__AIM A__
Translate this sentence from the forum thread on Wera screwdrivers into Spanish: "They designed it so that when you're actually turning the driver your fingers wrap around it comfortably."
__AIM B__
Write out the part of the Wera screwdriver thread starting with "# Wera Screwdriver" and going on through "experience using them.", keeping every word and mark unchanged.

# Wera Screwdriver Opinions



## msdmsd (Nov 27, 2009)

I was looking through a Knipex catalog and noticed they don't sell screwdrivers but include Wera screwdrivers in some of their tool kits. I just got a pair of Knipex linemans and small diagonal flush cutters and love how they perform and feel in my hand. The Wera look super comfortable and was just wondering if anyone has any experience using them.


----------



## cdnelectrician (Mar 14, 2008)

Good quality tools! I like their terminal screwdrivers, but the larger ones feel weird in my hand....I much prefer Wiha screwdrivers!


----------



## Frasbee (Apr 7, 2008)

At first I thought the Wera screwdriver handle felt like an odd gimmick.

Then I realized I was holding it wrong.

They designed it so that when you're actually turning the driver your fingers wrap around it comfortably.

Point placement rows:
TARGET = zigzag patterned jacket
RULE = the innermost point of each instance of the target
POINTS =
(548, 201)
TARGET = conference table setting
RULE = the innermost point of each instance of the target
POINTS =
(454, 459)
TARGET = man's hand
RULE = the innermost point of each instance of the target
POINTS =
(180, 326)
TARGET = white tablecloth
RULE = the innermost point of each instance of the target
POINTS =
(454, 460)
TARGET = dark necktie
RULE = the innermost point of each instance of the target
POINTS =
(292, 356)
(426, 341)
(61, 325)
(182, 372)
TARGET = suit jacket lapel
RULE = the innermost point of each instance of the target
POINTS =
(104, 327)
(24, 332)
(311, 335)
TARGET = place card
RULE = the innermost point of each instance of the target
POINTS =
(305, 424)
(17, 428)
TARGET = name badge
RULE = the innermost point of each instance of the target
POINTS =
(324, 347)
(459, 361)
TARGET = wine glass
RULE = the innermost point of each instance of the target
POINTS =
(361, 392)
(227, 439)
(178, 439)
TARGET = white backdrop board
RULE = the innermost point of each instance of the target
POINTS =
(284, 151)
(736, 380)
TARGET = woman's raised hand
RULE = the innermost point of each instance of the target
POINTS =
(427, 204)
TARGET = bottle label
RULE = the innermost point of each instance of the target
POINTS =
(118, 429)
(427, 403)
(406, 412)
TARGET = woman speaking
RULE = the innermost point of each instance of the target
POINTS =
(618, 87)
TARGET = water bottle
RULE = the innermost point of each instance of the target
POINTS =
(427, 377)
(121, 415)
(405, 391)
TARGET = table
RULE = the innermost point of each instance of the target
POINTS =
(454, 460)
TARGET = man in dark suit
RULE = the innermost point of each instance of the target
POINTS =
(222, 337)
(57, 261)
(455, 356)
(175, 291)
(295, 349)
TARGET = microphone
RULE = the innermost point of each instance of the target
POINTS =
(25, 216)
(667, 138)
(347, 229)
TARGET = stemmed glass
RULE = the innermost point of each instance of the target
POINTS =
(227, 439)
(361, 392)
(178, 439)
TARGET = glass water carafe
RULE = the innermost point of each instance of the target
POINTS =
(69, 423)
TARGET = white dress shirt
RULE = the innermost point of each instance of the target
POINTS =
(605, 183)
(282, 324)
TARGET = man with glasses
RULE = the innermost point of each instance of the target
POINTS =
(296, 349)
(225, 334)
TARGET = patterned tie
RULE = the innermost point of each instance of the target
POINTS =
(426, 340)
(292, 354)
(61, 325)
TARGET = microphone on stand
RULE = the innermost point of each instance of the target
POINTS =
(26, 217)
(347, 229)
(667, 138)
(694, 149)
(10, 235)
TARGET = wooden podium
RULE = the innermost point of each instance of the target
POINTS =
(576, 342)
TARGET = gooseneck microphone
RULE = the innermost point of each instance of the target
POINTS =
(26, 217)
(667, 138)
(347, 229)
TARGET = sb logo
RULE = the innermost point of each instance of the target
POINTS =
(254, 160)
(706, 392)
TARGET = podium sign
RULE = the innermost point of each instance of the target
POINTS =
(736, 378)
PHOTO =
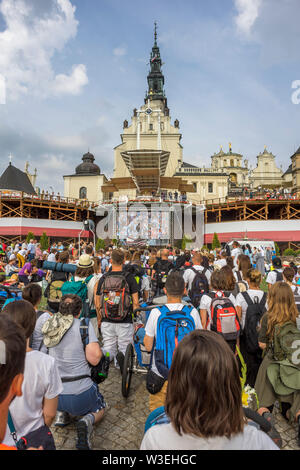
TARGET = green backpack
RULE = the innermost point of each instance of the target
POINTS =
(286, 342)
(78, 288)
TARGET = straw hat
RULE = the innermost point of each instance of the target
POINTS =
(85, 261)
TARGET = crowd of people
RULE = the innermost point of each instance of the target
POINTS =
(210, 308)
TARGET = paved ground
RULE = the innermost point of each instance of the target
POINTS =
(123, 425)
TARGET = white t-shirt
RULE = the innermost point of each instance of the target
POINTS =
(189, 275)
(272, 276)
(165, 437)
(205, 304)
(41, 380)
(241, 302)
(151, 326)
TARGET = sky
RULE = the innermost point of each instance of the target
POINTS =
(74, 70)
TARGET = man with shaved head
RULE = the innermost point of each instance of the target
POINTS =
(160, 271)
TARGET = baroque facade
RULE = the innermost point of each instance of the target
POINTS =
(149, 160)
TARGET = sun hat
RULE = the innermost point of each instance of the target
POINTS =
(85, 261)
(55, 328)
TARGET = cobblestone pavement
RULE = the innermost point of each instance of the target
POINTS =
(123, 424)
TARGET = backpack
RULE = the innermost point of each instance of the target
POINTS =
(199, 287)
(279, 276)
(297, 298)
(78, 288)
(138, 272)
(115, 298)
(284, 338)
(242, 285)
(162, 274)
(254, 313)
(172, 327)
(53, 290)
(224, 318)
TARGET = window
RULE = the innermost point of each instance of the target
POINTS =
(83, 193)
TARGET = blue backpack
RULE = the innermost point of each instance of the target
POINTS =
(157, 416)
(172, 327)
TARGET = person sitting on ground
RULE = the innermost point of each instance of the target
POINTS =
(28, 270)
(33, 294)
(174, 290)
(35, 410)
(203, 401)
(80, 395)
(279, 320)
(56, 279)
(11, 370)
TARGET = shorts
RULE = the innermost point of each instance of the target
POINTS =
(90, 401)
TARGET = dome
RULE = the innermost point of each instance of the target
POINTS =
(88, 167)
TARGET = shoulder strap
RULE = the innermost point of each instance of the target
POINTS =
(247, 298)
(84, 331)
(263, 299)
(12, 428)
(164, 309)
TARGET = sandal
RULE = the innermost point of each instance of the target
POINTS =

__EXERCISE OUTPUT A__
Lo diseñaron de modo que, cuando realmente estás girando el destornillador, tus dedos lo rodean cómodamente.

__EXERCISE OUTPUT B__
# Wera Screwdriver Opinions



## msdmsd (Nov 27, 2009)

I was looking through a Knipex catalog and noticed they don't sell screwdrivers but include Wera screwdrivers in some of their tool kits. I just got a pair of Knipex linemans and small diagonal flush cutters and love how they perform and feel in my hand. The Wera look super comfortable and was just wondering if anyone has any experience using them.